- [Data for the task]
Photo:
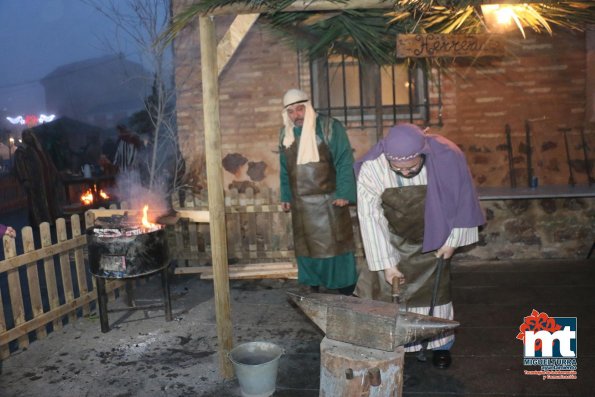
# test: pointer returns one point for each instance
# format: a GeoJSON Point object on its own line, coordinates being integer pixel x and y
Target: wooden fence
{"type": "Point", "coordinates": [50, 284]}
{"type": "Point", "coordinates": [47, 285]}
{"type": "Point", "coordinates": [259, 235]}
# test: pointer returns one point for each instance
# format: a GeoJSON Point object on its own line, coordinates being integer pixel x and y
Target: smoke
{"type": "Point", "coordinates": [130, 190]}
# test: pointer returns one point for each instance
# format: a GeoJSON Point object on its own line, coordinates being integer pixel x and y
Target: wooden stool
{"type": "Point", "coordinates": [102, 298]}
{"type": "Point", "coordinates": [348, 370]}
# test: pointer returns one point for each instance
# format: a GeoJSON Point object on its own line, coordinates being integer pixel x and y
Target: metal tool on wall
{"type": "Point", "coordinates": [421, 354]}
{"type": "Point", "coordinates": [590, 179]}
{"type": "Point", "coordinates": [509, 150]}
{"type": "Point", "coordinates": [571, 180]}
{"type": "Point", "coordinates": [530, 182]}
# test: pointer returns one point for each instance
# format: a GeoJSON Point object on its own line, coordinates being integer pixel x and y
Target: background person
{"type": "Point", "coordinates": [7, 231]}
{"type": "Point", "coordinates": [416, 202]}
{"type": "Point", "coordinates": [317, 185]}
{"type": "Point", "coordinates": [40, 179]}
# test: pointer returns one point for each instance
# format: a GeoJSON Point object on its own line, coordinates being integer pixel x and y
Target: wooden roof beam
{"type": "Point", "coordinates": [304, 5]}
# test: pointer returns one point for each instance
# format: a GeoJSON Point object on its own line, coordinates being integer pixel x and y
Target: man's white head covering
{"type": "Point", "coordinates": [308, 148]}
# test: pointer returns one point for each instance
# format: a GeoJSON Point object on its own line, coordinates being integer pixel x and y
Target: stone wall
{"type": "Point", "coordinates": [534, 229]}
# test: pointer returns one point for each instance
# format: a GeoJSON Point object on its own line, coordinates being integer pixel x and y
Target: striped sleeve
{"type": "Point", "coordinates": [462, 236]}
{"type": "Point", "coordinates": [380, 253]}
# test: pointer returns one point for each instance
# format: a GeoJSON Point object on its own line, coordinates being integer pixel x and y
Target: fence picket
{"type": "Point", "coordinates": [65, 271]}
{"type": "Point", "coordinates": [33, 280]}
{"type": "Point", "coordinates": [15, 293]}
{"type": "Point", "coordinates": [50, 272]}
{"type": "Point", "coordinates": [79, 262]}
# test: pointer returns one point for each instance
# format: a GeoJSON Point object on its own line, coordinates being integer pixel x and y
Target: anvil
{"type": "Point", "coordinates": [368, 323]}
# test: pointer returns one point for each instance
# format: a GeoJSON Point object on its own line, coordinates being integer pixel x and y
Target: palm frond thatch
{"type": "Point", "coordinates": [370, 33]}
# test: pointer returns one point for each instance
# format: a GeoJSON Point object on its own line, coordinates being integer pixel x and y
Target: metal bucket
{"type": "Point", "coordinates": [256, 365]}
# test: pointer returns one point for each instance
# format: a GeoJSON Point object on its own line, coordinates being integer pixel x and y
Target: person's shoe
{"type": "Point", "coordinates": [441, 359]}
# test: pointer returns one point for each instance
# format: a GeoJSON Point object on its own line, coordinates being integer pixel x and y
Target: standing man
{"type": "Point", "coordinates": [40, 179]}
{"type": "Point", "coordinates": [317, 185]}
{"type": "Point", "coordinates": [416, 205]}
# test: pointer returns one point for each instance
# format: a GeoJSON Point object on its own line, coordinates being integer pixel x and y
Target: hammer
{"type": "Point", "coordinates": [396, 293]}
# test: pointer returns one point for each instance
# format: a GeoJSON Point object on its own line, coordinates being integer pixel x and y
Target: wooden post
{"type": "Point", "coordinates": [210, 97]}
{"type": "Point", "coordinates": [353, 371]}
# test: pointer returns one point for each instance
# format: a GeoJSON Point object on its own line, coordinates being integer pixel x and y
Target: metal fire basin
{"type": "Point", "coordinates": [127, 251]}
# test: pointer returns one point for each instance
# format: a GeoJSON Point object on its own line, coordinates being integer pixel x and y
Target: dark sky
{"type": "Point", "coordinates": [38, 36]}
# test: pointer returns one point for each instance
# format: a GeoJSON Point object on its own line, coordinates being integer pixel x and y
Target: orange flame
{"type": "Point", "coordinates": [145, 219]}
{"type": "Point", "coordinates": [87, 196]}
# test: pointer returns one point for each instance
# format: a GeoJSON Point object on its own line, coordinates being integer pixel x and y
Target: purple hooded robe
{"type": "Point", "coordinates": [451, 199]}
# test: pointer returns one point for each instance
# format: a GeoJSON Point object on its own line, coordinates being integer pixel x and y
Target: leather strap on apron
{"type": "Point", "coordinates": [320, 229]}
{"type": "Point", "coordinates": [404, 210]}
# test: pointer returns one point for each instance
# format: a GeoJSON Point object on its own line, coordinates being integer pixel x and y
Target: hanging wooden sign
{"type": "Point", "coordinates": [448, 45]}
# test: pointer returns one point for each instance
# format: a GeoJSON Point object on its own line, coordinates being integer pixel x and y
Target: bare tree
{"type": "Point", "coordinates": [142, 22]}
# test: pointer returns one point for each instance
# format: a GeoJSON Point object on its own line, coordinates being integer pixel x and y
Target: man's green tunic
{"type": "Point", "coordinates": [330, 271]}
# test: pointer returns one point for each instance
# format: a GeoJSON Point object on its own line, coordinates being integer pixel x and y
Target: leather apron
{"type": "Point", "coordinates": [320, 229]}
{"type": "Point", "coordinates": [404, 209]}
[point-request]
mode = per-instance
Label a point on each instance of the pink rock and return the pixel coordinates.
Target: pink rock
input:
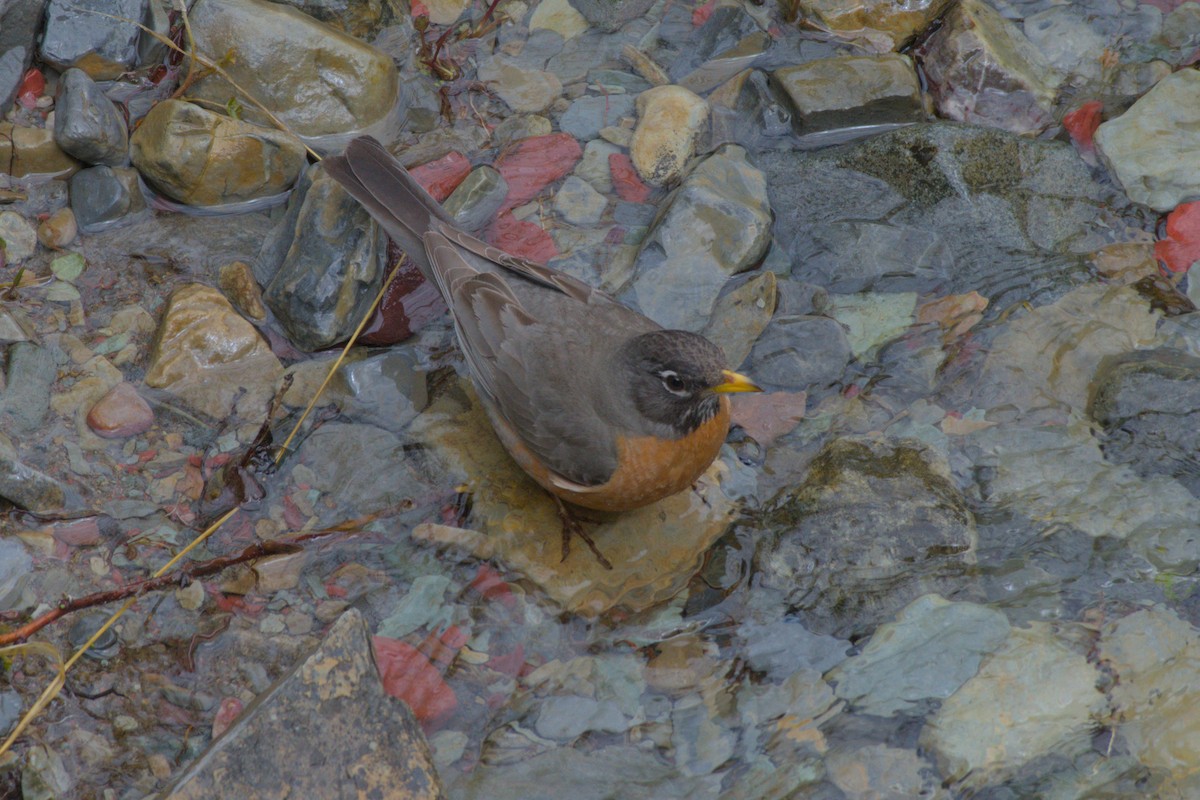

- [What you have to do]
Every line of text is to be repeated exactly; pictures are left out.

- [Task answer]
Photo:
# test: pointer returns one point for each instance
# format: a GeoJSON Point object on its own line, coordinates being integer pixel x and y
Target: wooden fence
{"type": "Point", "coordinates": [50, 284]}
{"type": "Point", "coordinates": [47, 285]}
{"type": "Point", "coordinates": [259, 235]}
# test: pointer returns one point for each instance
# format: a GeoJSON Point object on its own line, coordinates being integer pixel x and y
Target: smoke
{"type": "Point", "coordinates": [130, 190]}
# test: pointer returns one point for each instance
# format: a GeoJSON Point object on its own line, coordinates being integer pixel x and y
Target: wooden stool
{"type": "Point", "coordinates": [102, 298]}
{"type": "Point", "coordinates": [348, 370]}
# test: pointer returns one point for each instance
# format: a GeoJSON Point object on its own line, coordinates being integer pixel x and y
Target: metal tool on wall
{"type": "Point", "coordinates": [421, 354]}
{"type": "Point", "coordinates": [590, 179]}
{"type": "Point", "coordinates": [509, 150]}
{"type": "Point", "coordinates": [571, 180]}
{"type": "Point", "coordinates": [530, 182]}
# test: pointer returns one point for each instance
# format: a GeoJSON Point object on its own line, coordinates being integer pixel x and y
Target: background person
{"type": "Point", "coordinates": [7, 231]}
{"type": "Point", "coordinates": [416, 202]}
{"type": "Point", "coordinates": [317, 185]}
{"type": "Point", "coordinates": [40, 179]}
# test: pointer returns one point for each instance
# format: a GeoJSON Point object on its own line, coordinates being integer pixel x and y
Target: wooden roof beam
{"type": "Point", "coordinates": [304, 5]}
# test: pointer returns one point for each instance
# format: a GeoJSON Point object on its own line, coordinates being integer pixel x and y
Target: man's white head covering
{"type": "Point", "coordinates": [308, 148]}
# test: pointer returns one point for each instance
# format: a GeoJSON Point object on its own line, coordinates being integer pixel x and y
Target: stone wall
{"type": "Point", "coordinates": [534, 229]}
# test: pointer returns one point for each instance
# format: a GeoJSON Point object on its own line, coordinates being integer pixel x and y
Target: striped sleeve
{"type": "Point", "coordinates": [462, 236]}
{"type": "Point", "coordinates": [380, 253]}
# test: pointer returns one point for each instance
# format: a GeoJSON Point object on its own line, coordinates being integer pixel x and y
Target: fence picket
{"type": "Point", "coordinates": [65, 271]}
{"type": "Point", "coordinates": [33, 280]}
{"type": "Point", "coordinates": [15, 293]}
{"type": "Point", "coordinates": [50, 272]}
{"type": "Point", "coordinates": [79, 262]}
# test: pointer returns one point for each instance
# format: a GeoJSON Point object on its own line, coordinates being integer pixel x and y
Target: anvil
{"type": "Point", "coordinates": [368, 323]}
# test: pointer returns one point for each instance
# format: a GeoJSON Point object on its own line, coordinates being integer pixel x and y
Target: palm frond thatch
{"type": "Point", "coordinates": [370, 33]}
# test: pointer returns one point for each instance
# format: a GeoJSON Point object on its own line, coordinates being integer pixel x and y
Target: metal bucket
{"type": "Point", "coordinates": [256, 365]}
# test: pointer returns one point for each instance
# format: a GeoJSON Point object on its own line, coordinates being integer pixel x and y
Target: person's shoe
{"type": "Point", "coordinates": [441, 359]}
# test: pointer returns one point for each instance
# format: a GeoJSON Point object on its own line, coordinates being integer pixel x and y
Target: standing man
{"type": "Point", "coordinates": [40, 179]}
{"type": "Point", "coordinates": [317, 185]}
{"type": "Point", "coordinates": [416, 205]}
# test: pointer returns one point for each instance
# format: a GeoJSON Point object on its own line, coordinates being integer pixel x and y
Target: hammer
{"type": "Point", "coordinates": [396, 293]}
# test: pointer returns one point for each instance
# format: a GeoJSON Point object on its own line, coordinates being integer pixel x and y
Target: wooden post
{"type": "Point", "coordinates": [210, 97]}
{"type": "Point", "coordinates": [353, 371]}
# test: pointer returns one point for each instance
# format: a GeoJSON Point object on its own line, coordinates being integer pixel x and y
Target: metal fire basin
{"type": "Point", "coordinates": [127, 251]}
# test: pointer returns one point for each instance
# format: a GeoJSON Point object on its own line, coordinates being integer pixel x and y
Target: dark sky
{"type": "Point", "coordinates": [38, 36]}
# test: pointer returns one point for each instance
# format: a GeoJSON Point object on its own line, coordinates being integer pixel x and y
Target: orange flame
{"type": "Point", "coordinates": [145, 219]}
{"type": "Point", "coordinates": [87, 196]}
# test: pointer returns one point for each instance
# format: a GeoJSON Point object on its own line, coordinates being integer pixel x and y
Target: purple hooded robe
{"type": "Point", "coordinates": [451, 199]}
# test: pointer returns one point for each instance
# format: a GeoJSON Point object on its own line, coordinates being integer pixel x and y
Target: leather strap on apron
{"type": "Point", "coordinates": [320, 229]}
{"type": "Point", "coordinates": [404, 210]}
# test: pointer returns one point for each instance
# format: a GeoJSON Point object on its own line, coordinates being integer pixel x and y
Target: hanging wooden sign
{"type": "Point", "coordinates": [448, 45]}
# test: pointer returns one point for each instance
# format: a GeoJSON Point object on its own line, coordinates being integer pixel x and y
Target: bare tree
{"type": "Point", "coordinates": [142, 22]}
# test: pointer returns one point for each instance
# format: a GeoJSON Point object on its own line, coordinates being integer pixel x and y
Target: man's green tunic
{"type": "Point", "coordinates": [330, 271]}
# test: pointer returns one point for each instance
# format: a GeoJSON Point object on its own line, coordinates being integer pixel x and y
Target: leather apron
{"type": "Point", "coordinates": [320, 229]}
{"type": "Point", "coordinates": [404, 209]}
[point-request]
mode = per-instance
Label a point on each instance of the pink rock and return the pixel coordinates.
Target: pink rock
input:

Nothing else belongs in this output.